** START Document segment **

The most important part of the KafkaRecordStreamSQLAggregator is its sql.query property which defines a query to apply on the incoming records for the given time window.

The following SQL query will be applied

SELECT count(*) AS connections_count, avg(bytes_out) AS avg_bytes_out, src_ip, first(record_time) as record_time
FROM logisland_events
GROUP BY src_ip
ORDER BY connections_count DESC
LIMIT 20

which will consider logisland_events topic as SQL table and create 20 output Record with the fields avg_bytes_out, src_ip & record_time. the statement with record_time will ensure that the created Records will correspond to the effective input event time (not the actual time).

- stream: metrics_by_host
  component: com.hurence.logisland.stream.spark.KafkaRecordStreamSQLAggregator
  type: stream
  documentation: a processor that links
  configuration:
    kafka.input.topics: logisland_events
    kafka.output.topics: logisland_aggregations
    kafka.error.topics: logisland_errors
    kafka.input.topics.serializer: com.hurence.logisland.serializer.KryoSerializer
    kafka.output.topics.serializer: com.hurence.logisland.serializer.KryoSerializer
    kafka.error.topics.serializer: com.hurence.logisland.serializer.JsonSerializer
    kafka.metadata.broker.list: sandbox:9092
    kafka.zookeeper.quorum: sandbox:2181
    kafka.topic.autoCreate: true
    kafka.topic.default.partitions: 2
    kafka.topic.default.replicationFactor: 1
    avro.input.schema: >
      {  "version":1,
         "type": "record",
         "name": "com.hurence.logisland.record.apache_log",
         "fields": [
           { "name": "record_errors",   "type": [ {"type": "array", "items": "string"},"null"] },
           { "name": "record_raw_key", "type": ["string","null"] },
           { "name": "record_raw_value", "type": ["string","null"] },
           { "name": "record_id",   "type": ["string"] },
           { "name": "record_time", "type": ["long"] },
           { "name": "record_type", "type": ["string"] },
           { "name": "src_ip",      "type": ["string","null"] },
           { "name": "http_method", "type": ["string","null"] },
           { "name": "bytes_out",   "type": ["long","null"] },
           { "name": "http_query",  "type": ["string","null"] },
           { "name": "http_version","type": ["string","null"] },
           { "name": "http_status", "type": ["string","null"] },
           { "name": "identd",      "type": ["string","null"] },
           { "name": "user",        "type": ["string","null"] }    ]}
    sql.query: >
      SELECT count(*) AS connections_count, avg(bytes_out) AS avg_bytes_out, src_ip
      FROM logisland_events
      GROUP BY src_ip
      ORDER BY event_count DESC
      LIMIT 20
    max.results.count: 1000
    output.record.type: top_client_metrics

Here we will compute every x seconds, the top twenty src_ip for connections count. The result of the query will be pushed into to logisland_aggregations topic as new top_client_metrics Record containing connections_count and avg_bytes_out fields.

** END Document segment **

- **Directions**:
Could you retype the KafkaRecordStreamSQLAggregator excerpt above word for word, from its first line to its last?

** START Dataset **

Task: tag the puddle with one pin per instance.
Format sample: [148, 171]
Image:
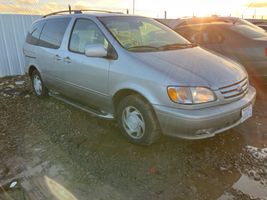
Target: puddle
[251, 187]
[257, 153]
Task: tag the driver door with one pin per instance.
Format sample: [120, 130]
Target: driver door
[86, 77]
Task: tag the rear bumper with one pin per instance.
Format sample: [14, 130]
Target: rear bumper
[202, 123]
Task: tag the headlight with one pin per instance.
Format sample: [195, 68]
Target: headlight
[190, 95]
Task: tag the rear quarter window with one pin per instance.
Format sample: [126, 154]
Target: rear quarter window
[34, 34]
[53, 32]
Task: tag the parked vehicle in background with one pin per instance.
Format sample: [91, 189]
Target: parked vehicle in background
[139, 72]
[264, 26]
[239, 40]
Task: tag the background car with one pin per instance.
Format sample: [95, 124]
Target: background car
[238, 40]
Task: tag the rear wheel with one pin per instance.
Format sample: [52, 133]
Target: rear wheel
[137, 120]
[38, 86]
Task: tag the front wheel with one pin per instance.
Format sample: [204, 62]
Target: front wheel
[38, 86]
[137, 120]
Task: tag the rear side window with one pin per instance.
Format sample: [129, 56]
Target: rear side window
[85, 32]
[34, 34]
[53, 32]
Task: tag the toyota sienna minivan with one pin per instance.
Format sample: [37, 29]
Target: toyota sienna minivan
[137, 71]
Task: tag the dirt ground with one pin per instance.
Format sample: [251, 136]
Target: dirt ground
[50, 150]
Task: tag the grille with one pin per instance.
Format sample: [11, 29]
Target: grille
[235, 90]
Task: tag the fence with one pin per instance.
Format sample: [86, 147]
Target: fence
[13, 30]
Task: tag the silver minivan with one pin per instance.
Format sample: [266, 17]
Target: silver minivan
[139, 72]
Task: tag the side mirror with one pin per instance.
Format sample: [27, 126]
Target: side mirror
[95, 50]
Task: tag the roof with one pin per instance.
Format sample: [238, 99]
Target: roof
[95, 13]
[205, 25]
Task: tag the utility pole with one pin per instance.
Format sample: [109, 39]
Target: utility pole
[133, 6]
[69, 8]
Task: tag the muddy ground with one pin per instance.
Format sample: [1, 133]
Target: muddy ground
[50, 150]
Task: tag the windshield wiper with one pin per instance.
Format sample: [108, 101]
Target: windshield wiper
[142, 47]
[177, 46]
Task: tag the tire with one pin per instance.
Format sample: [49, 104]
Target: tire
[137, 120]
[38, 85]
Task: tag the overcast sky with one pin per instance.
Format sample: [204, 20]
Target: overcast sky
[152, 8]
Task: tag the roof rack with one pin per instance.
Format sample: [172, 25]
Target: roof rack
[78, 12]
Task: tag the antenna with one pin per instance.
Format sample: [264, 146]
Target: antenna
[69, 8]
[243, 12]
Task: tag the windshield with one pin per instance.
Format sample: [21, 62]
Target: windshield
[245, 22]
[143, 34]
[249, 31]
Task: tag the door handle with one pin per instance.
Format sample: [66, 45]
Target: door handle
[58, 57]
[67, 59]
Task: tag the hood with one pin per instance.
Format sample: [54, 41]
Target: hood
[263, 39]
[193, 67]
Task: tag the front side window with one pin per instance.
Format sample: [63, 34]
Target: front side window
[34, 34]
[143, 34]
[85, 32]
[249, 31]
[53, 32]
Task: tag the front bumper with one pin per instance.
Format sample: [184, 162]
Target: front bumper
[205, 122]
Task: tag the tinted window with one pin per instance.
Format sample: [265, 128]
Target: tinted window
[203, 36]
[53, 32]
[249, 31]
[141, 34]
[34, 34]
[85, 32]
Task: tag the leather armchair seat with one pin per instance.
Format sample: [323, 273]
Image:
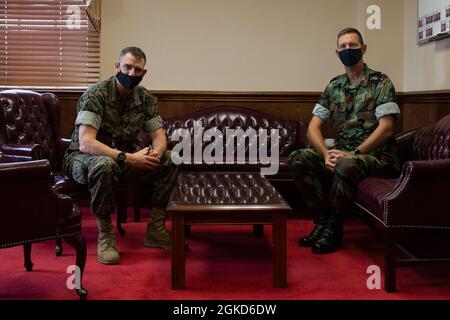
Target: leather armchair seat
[30, 130]
[418, 199]
[32, 212]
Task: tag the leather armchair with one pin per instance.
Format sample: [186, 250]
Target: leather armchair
[32, 212]
[30, 130]
[418, 199]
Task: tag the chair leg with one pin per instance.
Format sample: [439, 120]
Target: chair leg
[79, 243]
[122, 210]
[27, 257]
[119, 224]
[187, 230]
[137, 204]
[59, 249]
[389, 261]
[258, 230]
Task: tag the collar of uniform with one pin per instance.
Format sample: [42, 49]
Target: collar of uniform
[362, 80]
[115, 95]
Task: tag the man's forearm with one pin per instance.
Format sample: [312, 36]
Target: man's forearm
[159, 142]
[96, 148]
[316, 139]
[377, 138]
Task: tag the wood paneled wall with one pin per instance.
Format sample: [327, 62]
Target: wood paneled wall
[418, 108]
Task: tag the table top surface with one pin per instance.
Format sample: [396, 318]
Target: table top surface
[225, 189]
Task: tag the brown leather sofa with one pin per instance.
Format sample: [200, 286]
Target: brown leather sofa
[418, 200]
[31, 211]
[30, 130]
[292, 137]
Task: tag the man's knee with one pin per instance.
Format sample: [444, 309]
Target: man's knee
[300, 159]
[346, 167]
[104, 167]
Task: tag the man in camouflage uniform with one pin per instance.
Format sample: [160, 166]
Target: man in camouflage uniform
[361, 105]
[104, 151]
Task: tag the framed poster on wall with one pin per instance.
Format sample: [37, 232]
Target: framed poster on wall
[433, 20]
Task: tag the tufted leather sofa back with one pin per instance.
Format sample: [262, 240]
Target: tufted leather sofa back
[28, 117]
[292, 133]
[433, 143]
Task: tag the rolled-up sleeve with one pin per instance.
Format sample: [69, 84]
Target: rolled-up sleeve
[153, 124]
[153, 120]
[387, 109]
[385, 102]
[321, 112]
[90, 108]
[88, 118]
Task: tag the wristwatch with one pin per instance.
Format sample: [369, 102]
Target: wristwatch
[121, 158]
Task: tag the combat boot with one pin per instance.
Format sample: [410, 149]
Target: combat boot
[330, 240]
[157, 235]
[106, 246]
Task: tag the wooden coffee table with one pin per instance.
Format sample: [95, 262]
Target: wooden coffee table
[227, 198]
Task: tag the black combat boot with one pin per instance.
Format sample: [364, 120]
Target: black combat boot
[315, 235]
[330, 240]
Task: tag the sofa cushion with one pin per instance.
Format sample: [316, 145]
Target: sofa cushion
[292, 133]
[433, 143]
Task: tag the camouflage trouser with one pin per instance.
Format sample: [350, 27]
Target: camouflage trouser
[327, 193]
[103, 176]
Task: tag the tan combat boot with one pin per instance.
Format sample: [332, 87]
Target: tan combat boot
[106, 247]
[157, 235]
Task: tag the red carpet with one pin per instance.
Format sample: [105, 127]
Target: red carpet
[224, 263]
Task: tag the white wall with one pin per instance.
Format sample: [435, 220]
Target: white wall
[247, 45]
[427, 67]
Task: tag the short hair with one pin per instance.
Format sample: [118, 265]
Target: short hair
[348, 31]
[135, 51]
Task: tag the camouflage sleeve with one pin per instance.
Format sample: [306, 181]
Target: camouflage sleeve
[322, 108]
[153, 121]
[90, 109]
[385, 102]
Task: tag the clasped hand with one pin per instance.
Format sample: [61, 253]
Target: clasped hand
[332, 156]
[144, 160]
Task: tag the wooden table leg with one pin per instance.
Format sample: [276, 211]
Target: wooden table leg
[178, 257]
[258, 230]
[279, 251]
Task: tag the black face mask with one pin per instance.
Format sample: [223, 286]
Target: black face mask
[350, 57]
[128, 82]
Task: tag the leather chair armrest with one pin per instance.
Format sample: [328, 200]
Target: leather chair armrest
[420, 197]
[21, 152]
[61, 147]
[30, 170]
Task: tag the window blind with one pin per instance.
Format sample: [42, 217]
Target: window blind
[47, 44]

** END Dataset **

- **Written response**:
The most important part of the KafkaRecordStreamSQLAggregator is its sql.query property which defines a query to apply on the incoming records for the given time window.

The following SQL query will be applied

SELECT count(*) AS connections_count, avg(bytes_out) AS avg_bytes_out, src_ip, first(record_time) as record_time
FROM logisland_events
GROUP BY src_ip
ORDER BY connections_count DESC
LIMIT 20

which will consider logisland_events topic as SQL table and create 20 output Record with the fields avg_bytes_out, src_ip & record_time. the statement with record_time will ensure that the created Records will correspond to the effective input event time (not the actual time).

- stream: metrics_by_host
  component: com.hurence.logisland.stream.spark.KafkaRecordStreamSQLAggregator
  type: stream
  documentation: a processor that links
  configuration:
    kafka.input.topics: logisland_events
    kafka.output.topics: logisland_aggregations
    kafka.error.topics: logisland_errors
    kafka.input.topics.serializer: com.hurence.logisland.serializer.KryoSerializer
    kafka.output.topics.serializer: com.hurence.logisland.serializer.KryoSerializer
    kafka.error.topics.serializer: com.hurence.logisland.serializer.JsonSerializer
    kafka.metadata.broker.list: sandbox:9092
    kafka.zookeeper.quorum: sandbox:2181
    kafka.topic.autoCreate: true
    kafka.topic.default.partitions: 2
    kafka.topic.default.replicationFactor: 1
    avro.input.schema: >
      {  "version":1,
         "type": "record",
         "name": "com.hurence.logisland.record.apache_log",
         "fields": [
           { "name": "record_errors",   "type": [ {"type": "array", "items": "string"},"null"] },
           { "name": "record_raw_key", "type": ["string","null"] },
           { "name": "record_raw_value", "type": ["string","null"] },
           { "name": "record_id",   "type": ["string"] },
           { "name": "record_time", "type": ["long"] },
           { "name": "record_type", "type": ["string"] },
           { "name": "src_ip",      "type": ["string","null"] },
           { "name": "http_method", "type": ["string","null"] },
           { "name": "bytes_out",   "type": ["long","null"] },
           { "name": "http_query",  "type": ["string","null"] },
           { "name": "http_version","type": ["string","null"] },
           { "name": "http_status", "type": ["string","null"] },
           { "name": "identd",      "type": ["string","null"] },
           { "name": "user",        "type": ["string","null"] }    ]}
    sql.query: >
      SELECT count(*) AS connections_count, avg(bytes_out) AS avg_bytes_out, src_ip
      FROM logisland_events
      GROUP BY src_ip
      ORDER BY event_count DESC
      LIMIT 20
    max.results.count: 1000
    output.record.type: top_client_metrics

Here we will compute every x seconds, the top twenty src_ip for connections count. The result of the query will be pushed into to logisland_aggregations topic as new top_client_metrics Record containing connections_count and avg_bytes_out fields.